Keep writing the Nifty market update from the point where it ends.

- _DOCUMENT PASSAGE_:
______
Nifty Close above 12100 level and consolidated for the second day in a row to form a bearish candle.
Supreme court ruling on telecom players instructing them to pay dues by March 17th will impact the asset quality of banks having decent exposure in the sector. Banks stocks will be under pressure given high inflation and RBI being unlikely to cut rates in the near term. Indian market is impacted due to fall in global market due to increase in coronavirus cases.
Nifty formed a Doji candle on a weekly scale while a Bearish candle on a daily chart which indicates a tuff of war between bull and bears with some supply at higher zones. As long as Nifty holds above 12000 level, we may see ongoing optimism with a consolidative move towards 12272 level.
Strength in Nifty is not expected unless it registers a strong close above 12272 level. Meanwhile, the ideal target on downside seems to be around 11990 level.
______
- _DATASET CONTENT_:
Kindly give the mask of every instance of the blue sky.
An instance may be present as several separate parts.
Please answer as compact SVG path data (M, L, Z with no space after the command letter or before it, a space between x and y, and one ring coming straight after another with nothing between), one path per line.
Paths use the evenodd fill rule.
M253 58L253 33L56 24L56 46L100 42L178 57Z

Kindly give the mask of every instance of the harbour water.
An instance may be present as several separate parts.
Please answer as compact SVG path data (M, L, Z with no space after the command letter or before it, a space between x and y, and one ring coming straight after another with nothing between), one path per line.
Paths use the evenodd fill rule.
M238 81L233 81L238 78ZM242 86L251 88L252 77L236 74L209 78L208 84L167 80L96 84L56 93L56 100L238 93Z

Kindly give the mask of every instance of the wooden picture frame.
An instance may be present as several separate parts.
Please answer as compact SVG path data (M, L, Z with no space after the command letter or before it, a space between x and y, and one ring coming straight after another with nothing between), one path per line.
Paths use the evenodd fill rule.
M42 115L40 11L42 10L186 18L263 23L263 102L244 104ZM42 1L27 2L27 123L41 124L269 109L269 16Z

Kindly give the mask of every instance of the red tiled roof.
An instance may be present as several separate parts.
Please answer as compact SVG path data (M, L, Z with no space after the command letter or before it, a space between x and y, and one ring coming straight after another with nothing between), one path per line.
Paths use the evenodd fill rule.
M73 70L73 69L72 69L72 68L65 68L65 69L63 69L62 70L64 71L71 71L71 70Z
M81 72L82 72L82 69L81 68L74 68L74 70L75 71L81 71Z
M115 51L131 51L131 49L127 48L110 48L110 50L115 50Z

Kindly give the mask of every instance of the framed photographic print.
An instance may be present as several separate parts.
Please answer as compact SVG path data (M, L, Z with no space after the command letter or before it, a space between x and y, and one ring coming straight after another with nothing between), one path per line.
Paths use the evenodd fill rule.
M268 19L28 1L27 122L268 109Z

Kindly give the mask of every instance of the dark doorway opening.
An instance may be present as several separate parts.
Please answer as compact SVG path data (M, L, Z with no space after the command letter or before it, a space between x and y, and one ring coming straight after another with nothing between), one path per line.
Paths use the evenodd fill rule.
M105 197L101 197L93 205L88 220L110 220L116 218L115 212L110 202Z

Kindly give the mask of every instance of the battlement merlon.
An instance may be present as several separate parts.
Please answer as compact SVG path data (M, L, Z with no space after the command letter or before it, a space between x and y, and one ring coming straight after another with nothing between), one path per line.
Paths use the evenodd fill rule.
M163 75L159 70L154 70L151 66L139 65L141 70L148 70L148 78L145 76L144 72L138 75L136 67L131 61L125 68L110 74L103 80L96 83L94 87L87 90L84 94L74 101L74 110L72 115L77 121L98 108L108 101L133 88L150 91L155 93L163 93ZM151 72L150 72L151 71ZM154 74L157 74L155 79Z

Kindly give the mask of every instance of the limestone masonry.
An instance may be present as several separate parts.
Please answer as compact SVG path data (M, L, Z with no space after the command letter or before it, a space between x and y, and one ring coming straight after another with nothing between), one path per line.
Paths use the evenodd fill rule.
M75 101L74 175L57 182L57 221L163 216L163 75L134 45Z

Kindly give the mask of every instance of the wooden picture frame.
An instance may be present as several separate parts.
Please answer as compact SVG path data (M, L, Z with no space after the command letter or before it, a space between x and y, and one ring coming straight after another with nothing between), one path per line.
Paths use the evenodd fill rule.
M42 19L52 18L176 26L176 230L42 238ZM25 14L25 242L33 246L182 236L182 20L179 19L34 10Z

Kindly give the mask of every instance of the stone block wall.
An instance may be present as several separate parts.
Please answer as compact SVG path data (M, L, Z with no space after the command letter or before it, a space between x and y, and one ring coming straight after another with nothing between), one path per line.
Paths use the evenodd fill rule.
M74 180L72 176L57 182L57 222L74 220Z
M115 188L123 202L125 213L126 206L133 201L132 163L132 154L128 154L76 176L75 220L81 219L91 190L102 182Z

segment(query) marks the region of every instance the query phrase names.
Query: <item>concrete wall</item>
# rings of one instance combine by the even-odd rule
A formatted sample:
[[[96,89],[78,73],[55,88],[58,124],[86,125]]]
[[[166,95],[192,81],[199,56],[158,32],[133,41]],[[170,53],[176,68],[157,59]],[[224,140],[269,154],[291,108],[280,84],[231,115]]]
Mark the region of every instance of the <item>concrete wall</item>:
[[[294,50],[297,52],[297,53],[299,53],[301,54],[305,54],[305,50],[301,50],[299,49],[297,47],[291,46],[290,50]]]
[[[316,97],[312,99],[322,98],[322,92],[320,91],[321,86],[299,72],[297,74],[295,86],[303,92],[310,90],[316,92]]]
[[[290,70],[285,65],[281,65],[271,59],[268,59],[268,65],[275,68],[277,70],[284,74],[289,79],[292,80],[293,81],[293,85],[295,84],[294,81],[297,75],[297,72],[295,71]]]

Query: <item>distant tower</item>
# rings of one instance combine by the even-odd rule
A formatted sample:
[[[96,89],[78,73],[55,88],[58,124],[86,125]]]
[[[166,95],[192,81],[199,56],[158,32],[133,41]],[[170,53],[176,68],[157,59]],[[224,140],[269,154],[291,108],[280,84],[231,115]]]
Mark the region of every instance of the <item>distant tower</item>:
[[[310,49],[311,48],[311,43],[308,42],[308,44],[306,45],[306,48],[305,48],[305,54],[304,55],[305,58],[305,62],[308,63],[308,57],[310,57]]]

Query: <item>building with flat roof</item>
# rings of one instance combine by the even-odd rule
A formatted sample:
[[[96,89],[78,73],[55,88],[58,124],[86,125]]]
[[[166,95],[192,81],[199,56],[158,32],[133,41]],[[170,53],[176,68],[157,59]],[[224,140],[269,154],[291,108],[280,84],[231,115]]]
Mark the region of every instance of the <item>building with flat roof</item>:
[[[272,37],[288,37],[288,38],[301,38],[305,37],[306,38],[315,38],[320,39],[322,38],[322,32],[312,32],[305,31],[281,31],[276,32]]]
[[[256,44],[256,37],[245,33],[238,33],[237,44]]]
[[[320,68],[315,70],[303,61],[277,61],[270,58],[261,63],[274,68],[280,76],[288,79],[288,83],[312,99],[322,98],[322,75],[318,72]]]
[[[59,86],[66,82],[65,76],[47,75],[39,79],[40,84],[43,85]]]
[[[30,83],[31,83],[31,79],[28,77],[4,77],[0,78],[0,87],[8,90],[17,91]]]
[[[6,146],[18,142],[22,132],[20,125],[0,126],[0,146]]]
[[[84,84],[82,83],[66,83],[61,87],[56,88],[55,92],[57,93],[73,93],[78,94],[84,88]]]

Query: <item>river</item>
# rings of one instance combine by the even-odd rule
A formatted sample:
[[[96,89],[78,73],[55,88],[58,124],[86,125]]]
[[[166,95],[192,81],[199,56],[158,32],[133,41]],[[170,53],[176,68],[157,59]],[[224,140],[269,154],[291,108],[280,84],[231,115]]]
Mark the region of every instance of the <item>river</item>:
______
- _WRITTEN ANSWER_:
For time being traders are advised to avoid long positions unless a strong close is witnessed above 12272 level whereas intraday traders can consider going short if Nifty trades below 12092 level for more than 30 minutes and look for a target of 11990.
It formed a Bearish candle on daily as well as on the weekly scale and drifted below its 50 DEMA. It underperformed the Nifty index and got stuck in a broader trading range with a limited upside.
All the sectoral indices ended lower, with PSU Bank Index down 2 percent followed by auto, FMCG, metal, energy and IT. Midcap index down nearly 1 percent, while Smallcap index fell 0.4 percent.